Lorne Michaels pays tribute to Norm Macdonald in Emmys acceptance speech

Michaels called Norm Macdonald one of the best to ever do "Weekend Update"

Lorne Michaels pays tribute to Norm Macdonald in Emmys acceptance speech
Cecily Strong;Lorne Michaels;Kenan Thomson / Norm MacDonald Screenshot: The Emmys

The Emmys have mostly been a predictable affair this year. Even the most cringe-inducing sketches pointed out that Ted Lasso and The Crown were sure to clean up. Elsewhere, the Emmys finally got around to pointing out that Mike Pence had a fly on his head at the vice presidential debates 150 years ago—but we digress.

Saturday Night Live didn’t have a lot of competition for the Outstanding Variety Sketch Series category. The only other nominee was A Black Lady Sketch Show, but Lorne Michaels did bring some gravitas to his legacy sketch series’ fifth straight win in the category. Discussing the hardships of SNL’s bizarre, unpredictable pandemic season, the normally stone-faced Michaels was surprisingly emotional, saying that the final show in a pandemic sprint to bring some comedy to a humorless America won the award.

## THE DATA
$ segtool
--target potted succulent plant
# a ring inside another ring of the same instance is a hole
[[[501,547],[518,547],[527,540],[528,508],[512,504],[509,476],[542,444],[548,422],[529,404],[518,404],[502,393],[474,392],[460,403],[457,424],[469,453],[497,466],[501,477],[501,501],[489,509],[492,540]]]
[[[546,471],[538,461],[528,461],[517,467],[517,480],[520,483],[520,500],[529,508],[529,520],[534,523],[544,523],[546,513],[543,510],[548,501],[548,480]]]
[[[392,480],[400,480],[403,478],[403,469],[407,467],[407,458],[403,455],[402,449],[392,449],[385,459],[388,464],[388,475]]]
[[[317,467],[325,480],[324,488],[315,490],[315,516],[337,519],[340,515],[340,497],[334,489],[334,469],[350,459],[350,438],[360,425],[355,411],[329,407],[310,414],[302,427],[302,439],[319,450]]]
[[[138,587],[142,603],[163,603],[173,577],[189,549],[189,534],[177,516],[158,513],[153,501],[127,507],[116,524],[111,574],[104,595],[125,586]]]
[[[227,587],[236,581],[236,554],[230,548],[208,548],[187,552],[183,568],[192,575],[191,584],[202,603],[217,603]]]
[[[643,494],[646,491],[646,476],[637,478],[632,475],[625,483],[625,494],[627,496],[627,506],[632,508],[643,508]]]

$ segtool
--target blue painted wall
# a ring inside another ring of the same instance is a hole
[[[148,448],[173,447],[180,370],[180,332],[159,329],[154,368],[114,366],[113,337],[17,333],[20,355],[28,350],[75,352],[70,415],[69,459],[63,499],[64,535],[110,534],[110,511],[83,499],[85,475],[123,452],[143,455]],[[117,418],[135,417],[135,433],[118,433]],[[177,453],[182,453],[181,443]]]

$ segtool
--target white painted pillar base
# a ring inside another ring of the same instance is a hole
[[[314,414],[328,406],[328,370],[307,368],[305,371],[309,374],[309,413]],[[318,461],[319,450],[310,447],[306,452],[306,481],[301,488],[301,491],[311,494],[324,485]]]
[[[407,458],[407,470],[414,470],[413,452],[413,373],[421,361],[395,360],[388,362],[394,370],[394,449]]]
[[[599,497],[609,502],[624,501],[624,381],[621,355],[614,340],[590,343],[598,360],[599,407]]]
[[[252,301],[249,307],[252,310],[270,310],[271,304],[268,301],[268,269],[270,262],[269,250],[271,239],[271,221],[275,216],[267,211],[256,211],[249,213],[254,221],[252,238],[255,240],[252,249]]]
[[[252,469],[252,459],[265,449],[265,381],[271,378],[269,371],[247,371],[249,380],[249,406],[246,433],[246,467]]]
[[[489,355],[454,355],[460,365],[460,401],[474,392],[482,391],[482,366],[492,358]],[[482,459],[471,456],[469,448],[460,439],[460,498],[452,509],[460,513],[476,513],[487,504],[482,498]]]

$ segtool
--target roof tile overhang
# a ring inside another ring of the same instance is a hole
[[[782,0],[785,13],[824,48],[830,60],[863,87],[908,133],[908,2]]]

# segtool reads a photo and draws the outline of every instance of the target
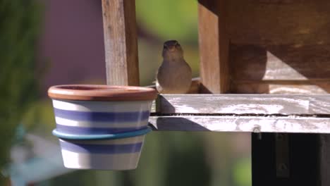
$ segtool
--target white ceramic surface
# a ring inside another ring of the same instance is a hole
[[[105,140],[59,140],[66,168],[130,170],[138,166],[144,138],[145,135]]]

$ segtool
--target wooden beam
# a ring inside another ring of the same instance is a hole
[[[229,90],[228,46],[225,0],[199,0],[201,92]]]
[[[231,78],[234,81],[329,80],[330,44],[316,42],[231,45]]]
[[[330,79],[324,80],[233,81],[233,94],[325,94],[330,93]]]
[[[330,133],[330,117],[169,116],[150,116],[157,130]]]
[[[102,0],[106,83],[139,85],[135,0]]]
[[[158,114],[329,115],[330,96],[278,94],[162,94]]]

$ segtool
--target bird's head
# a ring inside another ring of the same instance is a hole
[[[164,43],[163,58],[180,58],[183,56],[183,50],[176,40],[169,40]]]

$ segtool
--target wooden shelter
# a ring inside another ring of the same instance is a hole
[[[252,132],[252,185],[330,185],[330,1],[198,3],[204,94],[159,95],[150,125]],[[139,85],[135,1],[102,7],[107,83]]]

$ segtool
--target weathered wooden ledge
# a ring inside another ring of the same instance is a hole
[[[330,133],[330,95],[162,94],[154,130]]]

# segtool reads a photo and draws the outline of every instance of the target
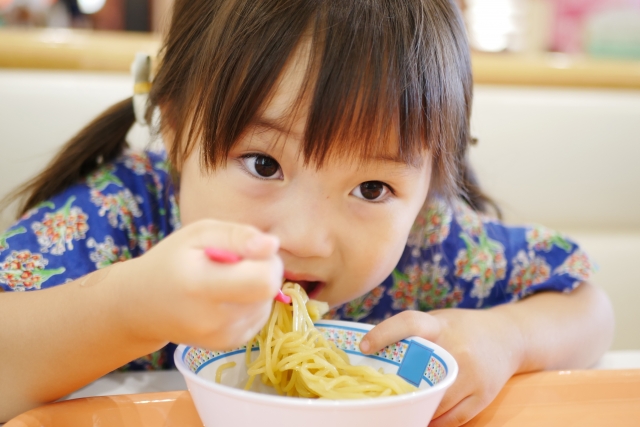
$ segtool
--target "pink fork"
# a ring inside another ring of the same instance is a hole
[[[235,264],[242,261],[242,258],[238,254],[234,254],[233,252],[229,252],[224,249],[209,247],[204,249],[204,253],[211,261],[219,262],[221,264]],[[278,294],[274,299],[284,304],[291,304],[291,297],[282,293],[282,289],[278,290]]]

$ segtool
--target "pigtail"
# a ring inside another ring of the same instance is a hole
[[[112,161],[128,146],[125,138],[134,122],[131,98],[113,105],[67,142],[44,171],[9,194],[0,210],[24,199],[18,210],[22,216]]]
[[[472,139],[470,144],[477,144],[477,140]],[[466,153],[459,164],[458,188],[460,197],[467,202],[471,209],[482,213],[488,213],[489,209],[491,209],[499,219],[502,219],[500,206],[480,188],[480,183],[469,164]]]

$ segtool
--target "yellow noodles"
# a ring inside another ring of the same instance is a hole
[[[274,303],[269,322],[256,337],[260,354],[253,362],[250,346],[247,348],[249,381],[245,389],[259,376],[264,384],[286,396],[357,399],[416,390],[395,374],[352,366],[347,355],[313,325],[307,308],[314,317],[321,315],[322,308],[308,303],[298,284],[286,283],[283,292],[292,304]]]
[[[222,379],[222,372],[224,372],[225,369],[233,368],[235,366],[236,362],[227,362],[218,366],[218,369],[216,370],[216,382],[220,384],[220,380]]]

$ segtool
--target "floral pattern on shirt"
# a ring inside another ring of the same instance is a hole
[[[92,237],[87,240],[87,248],[95,249],[89,253],[89,259],[95,263],[98,270],[133,258],[129,247],[117,246],[111,236],[107,236],[102,243],[96,242]]]
[[[26,233],[27,229],[24,227],[16,227],[13,229],[9,229],[7,231],[5,231],[4,233],[0,234],[0,253],[6,251],[7,249],[9,249],[9,242],[8,240],[13,237],[13,236],[17,236],[18,234],[23,234]]]
[[[0,234],[0,289],[58,286],[144,254],[180,226],[169,171],[164,152],[128,150],[31,209]],[[433,199],[393,272],[327,317],[377,324],[403,310],[487,308],[541,291],[569,292],[592,269],[559,233],[507,226],[462,200]],[[122,369],[170,368],[175,348]]]
[[[525,297],[532,286],[544,283],[551,276],[551,268],[544,257],[531,250],[518,252],[512,264],[507,291],[513,294],[514,300]]]
[[[74,240],[85,238],[89,230],[87,214],[80,207],[73,206],[75,200],[75,196],[69,197],[62,208],[46,213],[42,222],[31,224],[41,252],[62,255],[67,249],[73,250]]]
[[[42,254],[32,254],[28,250],[13,251],[0,264],[0,283],[12,291],[41,289],[51,277],[65,272],[63,267],[47,269],[48,263]]]
[[[477,307],[481,307],[496,282],[505,277],[507,260],[504,246],[491,240],[486,233],[478,236],[477,241],[466,233],[460,233],[460,239],[466,248],[458,252],[455,274],[473,283],[470,295],[478,299]]]

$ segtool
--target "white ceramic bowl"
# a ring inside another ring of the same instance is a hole
[[[278,396],[259,379],[255,391],[245,391],[248,379],[245,347],[208,351],[180,345],[174,354],[184,375],[198,414],[206,427],[425,427],[447,388],[458,374],[458,365],[444,349],[412,337],[365,356],[359,343],[372,326],[333,320],[316,323],[325,337],[344,350],[354,365],[367,364],[385,373],[397,373],[419,389],[400,396],[358,400],[303,399]],[[257,347],[252,351],[258,351]],[[215,382],[217,368],[234,361]]]

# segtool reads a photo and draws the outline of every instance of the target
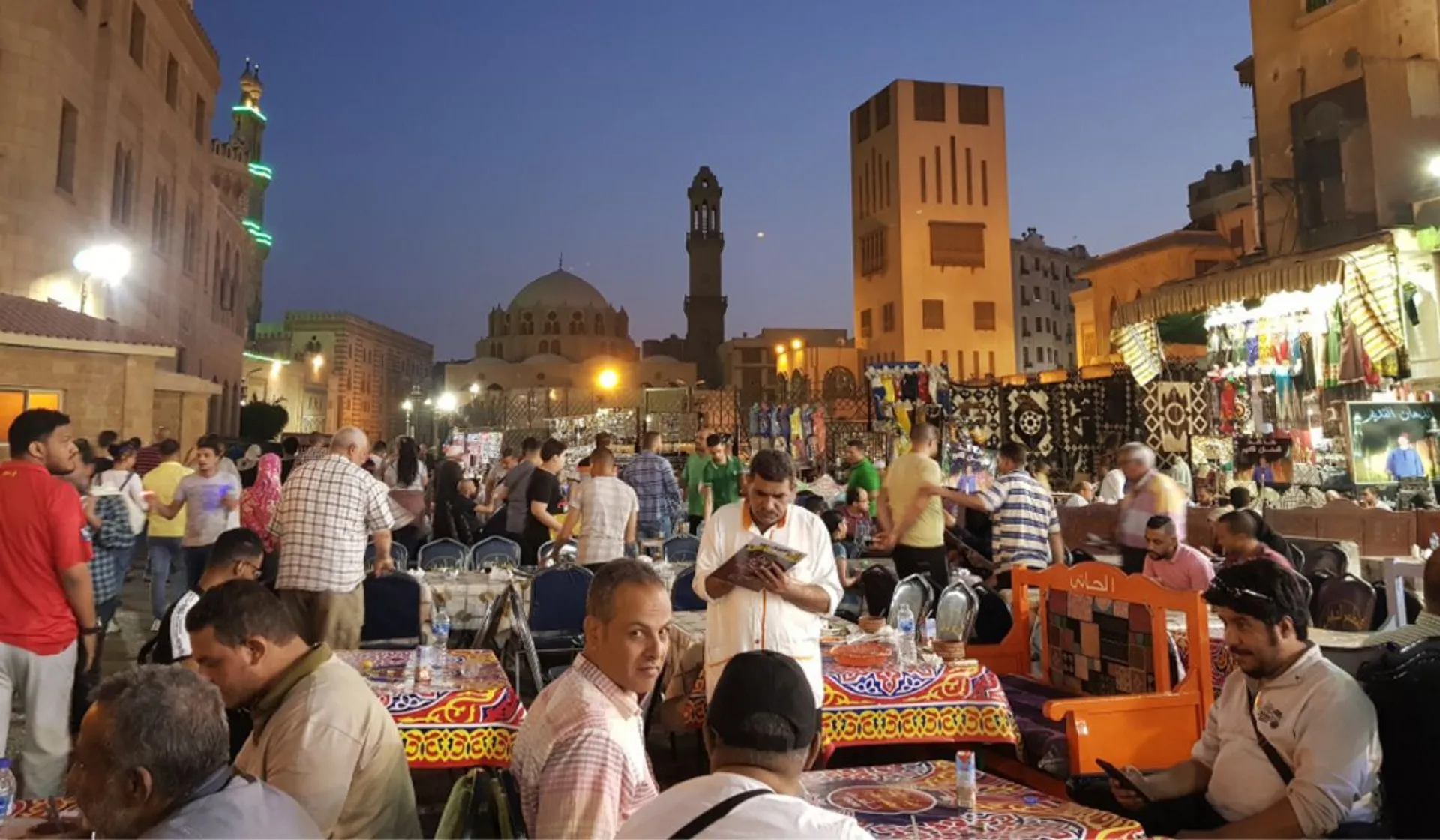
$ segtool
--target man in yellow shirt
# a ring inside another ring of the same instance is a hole
[[[945,509],[937,496],[922,499],[922,490],[943,483],[935,454],[940,444],[939,429],[930,424],[916,424],[910,429],[910,451],[896,458],[886,471],[880,500],[881,548],[894,548],[896,573],[900,579],[926,573],[935,588],[935,598],[950,582],[945,558]],[[917,615],[917,620],[924,617]]]
[[[180,480],[194,470],[180,463],[179,441],[164,439],[156,444],[156,447],[160,450],[160,465],[145,473],[141,486],[145,488],[145,493],[154,494],[156,500],[170,504],[176,499],[176,487],[180,486]],[[154,624],[150,627],[151,631],[160,630],[160,620],[164,617],[170,602],[180,597],[179,592],[168,591],[167,582],[170,579],[170,569],[180,565],[180,539],[183,536],[183,509],[174,519],[166,519],[156,513],[156,506],[150,506],[150,537],[145,549],[150,556],[150,609],[154,614]]]

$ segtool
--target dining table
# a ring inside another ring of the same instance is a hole
[[[704,615],[700,612],[698,615]],[[876,667],[845,666],[832,656],[841,631],[858,633],[844,620],[829,617],[822,650],[824,702],[821,732],[825,755],[852,746],[897,743],[1004,743],[1020,745],[1015,713],[999,677],[975,660],[943,663],[894,660]],[[690,620],[687,633],[703,648],[704,628]],[[674,635],[674,633],[672,633]],[[703,651],[700,657],[703,660]],[[668,683],[667,687],[672,687]],[[707,715],[706,673],[700,667],[685,687],[681,723],[703,729]]]
[[[959,807],[953,761],[825,769],[801,777],[805,798],[848,814],[877,839],[1139,840],[1129,817],[1096,811],[976,771],[975,807]]]
[[[488,650],[341,650],[405,739],[412,769],[510,767],[526,719],[520,694]],[[429,656],[429,654],[426,654]]]

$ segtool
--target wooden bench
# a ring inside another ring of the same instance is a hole
[[[1031,586],[1040,591],[1038,611]],[[999,772],[1064,795],[1066,778],[1099,772],[1097,758],[1158,769],[1189,756],[1214,703],[1210,645],[1189,645],[1187,676],[1172,686],[1165,622],[1166,611],[1181,612],[1189,638],[1208,640],[1200,592],[1166,589],[1104,563],[1017,568],[1012,605],[1015,625],[1004,641],[969,647],[971,657],[1001,674],[1025,738],[1021,762],[989,754]],[[1038,679],[1031,676],[1032,627],[1043,628]],[[1063,756],[1038,752],[1047,738],[1051,748],[1061,745],[1060,735]]]

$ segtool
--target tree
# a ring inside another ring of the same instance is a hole
[[[289,412],[279,402],[251,401],[240,406],[240,438],[274,441],[289,425]]]

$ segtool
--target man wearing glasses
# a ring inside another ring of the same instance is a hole
[[[141,663],[158,666],[183,664],[193,669],[190,660],[190,634],[184,618],[206,589],[215,589],[230,581],[259,581],[265,562],[265,543],[255,532],[243,527],[230,529],[215,540],[210,559],[200,573],[200,582],[187,589],[160,620],[160,633],[140,651]]]
[[[1126,768],[1145,797],[1112,779],[1113,801],[1081,798],[1136,813],[1152,836],[1380,836],[1375,707],[1308,640],[1309,595],[1273,560],[1217,573],[1205,601],[1241,673],[1225,680],[1191,758],[1149,774]]]

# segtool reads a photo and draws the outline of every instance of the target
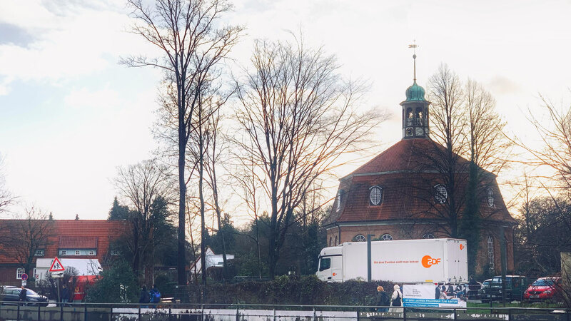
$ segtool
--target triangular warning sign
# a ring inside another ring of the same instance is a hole
[[[66,269],[64,268],[61,262],[59,262],[59,259],[56,257],[56,258],[54,259],[54,262],[51,263],[51,267],[50,267],[48,272],[61,272],[65,270]]]

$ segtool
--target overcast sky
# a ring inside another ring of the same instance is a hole
[[[571,102],[570,0],[232,2],[227,22],[247,28],[231,54],[238,63],[248,63],[253,39],[290,39],[287,31],[301,28],[308,44],[337,55],[345,75],[370,81],[366,105],[393,114],[377,128],[375,153],[400,138],[413,39],[420,86],[448,63],[485,86],[522,139],[534,138],[525,113],[541,109],[540,93]],[[22,205],[106,218],[116,166],[152,157],[161,73],[118,63],[156,54],[125,31],[128,13],[122,1],[0,1],[0,153]]]

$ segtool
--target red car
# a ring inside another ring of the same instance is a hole
[[[561,290],[561,277],[540,277],[523,294],[527,301],[546,301],[557,298]]]

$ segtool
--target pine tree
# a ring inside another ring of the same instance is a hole
[[[111,210],[109,210],[109,216],[107,218],[107,220],[126,220],[128,218],[128,208],[120,205],[116,196],[113,200],[113,205],[111,206]]]

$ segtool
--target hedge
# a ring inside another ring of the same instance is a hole
[[[377,287],[390,295],[393,283],[384,281],[350,280],[325,282],[315,275],[281,276],[273,281],[248,281],[236,284],[191,285],[190,302],[250,305],[372,305]],[[200,295],[204,291],[203,300]]]

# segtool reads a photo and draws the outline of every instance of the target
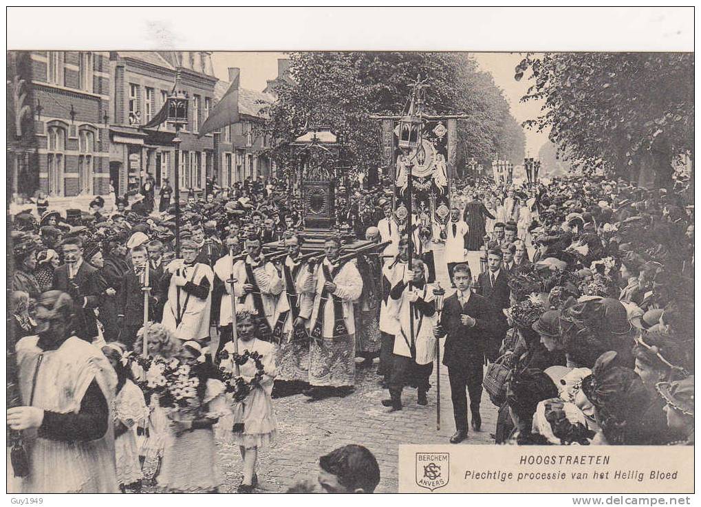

## REQUIRED ACTION 1
In the article on Lorne Michaels's Emmys speech, which straight win in the Outstanding Variety Sketch Series category did Saturday Night Live's award mark?
## REQUIRED ACTION 2
Translate this sentence from the article on Lorne Michaels's Emmys speech into Spanish: "The Emmys have mostly been a predictable affair this year."
## REQUIRED ACTION 3
In one to three sentences, explain what the article on Lorne Michaels's Emmys speech offers as evidence that this year's Emmys were predictable.

## OUTPUT 1
Its fifth straight win.

## OUTPUT 2
Los Emmy han sido, en su mayoría, un evento predecible este año.

## OUTPUT 3
The article says that even the most cringe-inducing sketches pointed out that Ted Lasso and The Crown were sure to clean up.